### Текст для чтения
++++++++++++++++++++

Я более полугода ждал, пока этот внутренний страж по­зволил мне заговорить. «Настоящая ответственность быва­ет только личной. Человек краснеет один», — говорит герой повести Фазиля Искандера.

Пусть эти взъерошенные заметки получат запрятанный в текст подзаголовок — «Записки виноватого». Я писал их, краснея и стыдясь.

Как бы мы ни старались выстроить хоромы счастья для всех, следует наметить хоть маленькую каморку для себя и своего негромкого беспримерного счастья. Наверное, вот из таких комнатушек и получится когда-нибудь всемирная коммуна. Только строить каждый и все вместе должны не по принуждению кого-то третьего (трижды тридцать треть­его), который сам намерен получить счастье в другом особ­няке, вдали от этого пестрого Вавилона.

Но надо очень хотеть счастья, очень желать добра, что­бы получилась обыкновенная последняя жизнь.

...Хотел себе рай смастерить,
а вышла обыкновенная жизнь
про себя самого.
И больше я ничего не могу
             хорошего и заметного:
за что ни берусь — все равно получается жизнь

Кукутис, герой книги Марцелиюса Мартинайтиса, лю­бит видеть всякие непотребные сны в центре Вильнюса, на Кафедральной площади.

Осенью 1989-го я остановился возле городка голодаю­щих (не для того, чтобы прочитать лозунги про оккупантов, это к тому времени изрядно примелькалось). Группа немо­лодых мужчин о чем-то горячо жестикулировала. Я подошел послушать.

—  Раньше говорили, что интернационализм — это очень хорошо. А я вам скажу, что интернационалист — это хуже всего! Это как человек, лишенный матери!..

Я не смог удержаться и сказал, что человек без мате­ри — это несчастный, но не дурной человек. И еще я ска­зал, что истинный интернационализм понимаю как любовь не только к своей матери... Завязался довольно дурацкий спор о том, сколько вреда принес миру патриотизм, а сколь­ко космополитизм. И когда я брякнул, что без патриотизма вполне можно обойтись, какая-то немолодая, приятная с виду женщина зло прошептала:

— Без головы тоже вполне можно обойтись!

++++++++++++++++++++

### Задание
Отредактируйте фрагмент текста, начиная со слов "И больше я ничего" и заканчивая словами "человек, лишенный матери!..": замените "Осенью" на "Весной".

### Исходный материал

++++++++++++++++++++

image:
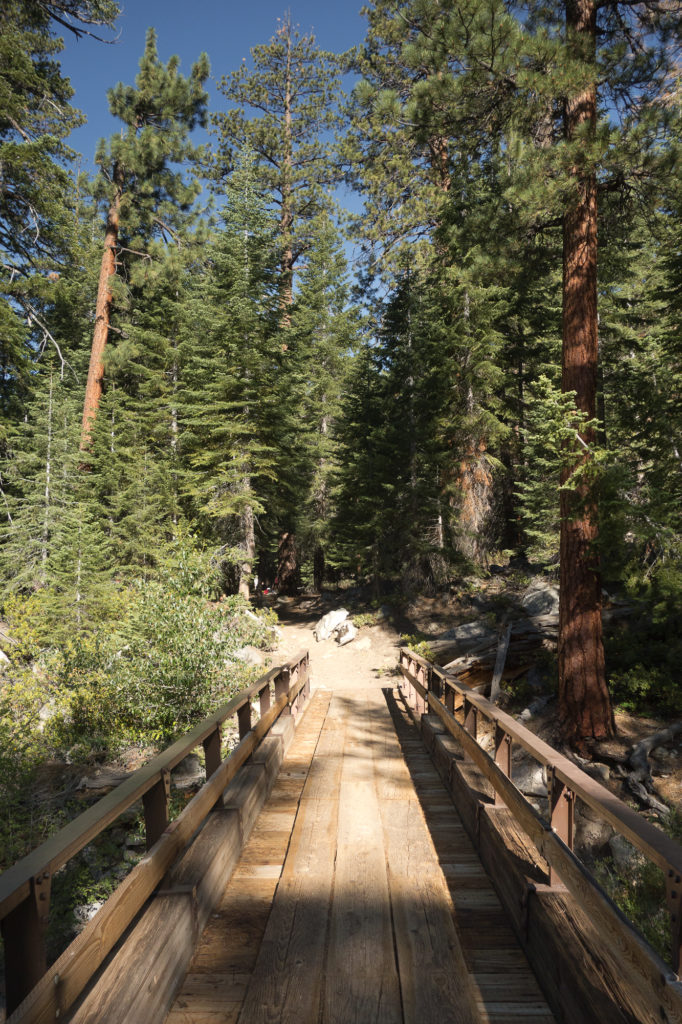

++++++++++++++++++++

### Ответ
И больше я ничего не могу
             хорошего и заметного:
за что ни берусь — все равно получается жизнь

Кукутис, герой книги Марцелиюса Мартинайтиса, лю­бит видеть всякие непотребные сны в центре Вильнюса, на Кафедральной площади.

Весной 1989-го я остановился возле городка голодаю­щих (не для того, чтобы прочитать лозунги про оккупантов, это к тому времени изрядно примелькалось). Группа немо­лодых мужчин о чем-то горячо жестикулировала. Я подошел послушать.

—  Раньше говорили, что интернационализм — это очень хорошо. А я вам скажу, что интернационалист — это хуже всего! Это как человек, лишенный матери!..